First things first, though. Bill has a pair of record projects he’s overseeing. “It’s Happening Now,” released last December, has gained a fair amount of attention among those who enjoy smart, so-called “Americana” music, a departure from his regular diet.
Dubbed by many as Nashville’s godfather of power-pop, a ground-breaker and inspiration for the burgeoning local pop scene, his musical repertoire is far broader than that classification.
“It’s Happening Now” is whimsical (at times) and wise. “It’s all acoustic. Drums. There’s some minor electric guitar, though. Some great people have said nice things about it. A lot of folks seemed to enjoy that I was doing something different.”
Nashvillians will chuckle while checking out the single featured on www.billlloydmusic.net. “Pedal Tavern Girl” is a tongue-in-cheek observation of two Lower Broadway staples: the bachelorette party and the pedal taverns. Omnipresent in The District, the former has an affinity for riding on the latter, and adult beverages consumed (short) skirt the “oodles” mark.
“One more shot, you’ll be ready to hurl, bachelorette bay-baaay. Pedal tavern girl,” goes my favorite passage.
The second record, waiting for a vinyl version before release, “Working the Long Game,” is an at-least slightly introspective, though poppy, marker of career and life well-spent.
“The title track pretty much tells the story,” he says, as he deliberately works his oatmeal, washing it down with coffee and ice water.
“I think the fact that I’m 62 has a lot to do with it. There are a lot of songs about reflection, about what time won’t heal.”
Co-writers on the collection include many of his more-or-less contemporaries, like British rock legend Graham Gouldman of 10cc, but also include some of the town’s younger writers, like Americana darling Aaron Lee Tasjan.
It is by purpose that Bill bridges the age-gap and taps into some younger guns, like Tasjan. “I try to pay attention to what’s happening. I’ve been writing with young guys.”
The two of us have a figurative “you show me yours, I’ll show you mine” moment when describing the extent of our collections of Beatles’ music and books.
While the Fabs are our mutual soft spot, we also talk about The Rolling Stones, Tom Petty, Chuck Berry, Elvis, The Doors, Cream, Zep, Simon & Garfunkel and his late, great encourager Carl Perkins … if you are of our vintage, chances are you share similar sensibilities and have at least some of those artists in your collection, whether on vinyl, cassette, eight-track (laugh, but I’ve got some and a player), CD, download or mental jukebox.
Bill’s a vinyl champion. But he’s practical and, in addition to CD and vinyl, his music is sold as download on his web page and by your favorite purveyor: Amazon, Spotify, etc.
“The music business is not what it was,” he acknowledges, partly at least in reflection of this download-era during which folks often cherry-pick singles rather than buy the full document that older guys, like us, listen to at a sitting, immersed, in the entire tale or mood, a recording concept popularized by The Beatles and disciples like Pink Floyd.
- - - - -
Work instructions:
(A) List every format the profile names in which a music collection might be kept.
(B) Answer these from the profile:
(i) What age does Bill give for himself?
(ii) Which record is waiting for a vinyl version before release?
(iii) Which band is Graham Gouldman of?
The extracted records aren't needed here.

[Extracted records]
- - - - -
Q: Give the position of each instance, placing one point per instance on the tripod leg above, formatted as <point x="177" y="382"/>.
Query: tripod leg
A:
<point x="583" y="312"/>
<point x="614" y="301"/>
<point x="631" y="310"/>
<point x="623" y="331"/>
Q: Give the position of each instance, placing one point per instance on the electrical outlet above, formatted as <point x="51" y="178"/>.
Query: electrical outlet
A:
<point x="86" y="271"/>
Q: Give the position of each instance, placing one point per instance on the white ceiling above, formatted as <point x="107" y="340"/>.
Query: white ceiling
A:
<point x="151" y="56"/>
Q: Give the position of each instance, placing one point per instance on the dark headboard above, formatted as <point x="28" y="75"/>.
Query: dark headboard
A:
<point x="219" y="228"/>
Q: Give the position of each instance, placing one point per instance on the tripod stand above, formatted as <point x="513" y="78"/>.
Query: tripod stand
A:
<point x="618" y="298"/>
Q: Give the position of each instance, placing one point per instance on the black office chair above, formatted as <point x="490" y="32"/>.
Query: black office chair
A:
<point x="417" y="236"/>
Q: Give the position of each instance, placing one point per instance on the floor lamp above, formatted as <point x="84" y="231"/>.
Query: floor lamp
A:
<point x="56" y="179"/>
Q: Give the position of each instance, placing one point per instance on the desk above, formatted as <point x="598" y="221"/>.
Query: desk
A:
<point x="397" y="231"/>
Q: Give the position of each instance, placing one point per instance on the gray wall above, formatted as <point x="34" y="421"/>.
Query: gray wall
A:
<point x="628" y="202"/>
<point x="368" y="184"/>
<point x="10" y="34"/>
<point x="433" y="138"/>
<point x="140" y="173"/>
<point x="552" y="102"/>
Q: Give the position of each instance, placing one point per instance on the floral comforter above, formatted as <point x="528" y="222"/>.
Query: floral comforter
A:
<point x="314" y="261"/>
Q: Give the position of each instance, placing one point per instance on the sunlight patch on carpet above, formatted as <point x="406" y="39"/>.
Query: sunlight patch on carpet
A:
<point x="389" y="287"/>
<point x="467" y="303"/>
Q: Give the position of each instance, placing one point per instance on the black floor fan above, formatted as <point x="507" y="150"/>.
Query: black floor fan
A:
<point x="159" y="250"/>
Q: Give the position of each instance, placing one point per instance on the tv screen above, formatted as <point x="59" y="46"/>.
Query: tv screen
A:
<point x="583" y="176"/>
- - - - -
Full answers:
(A) vinyl, cassette, eight-track, CD, download, mental jukebox

(B)
(i) 62
(ii) "Working the Long Game"
(iii) 10cc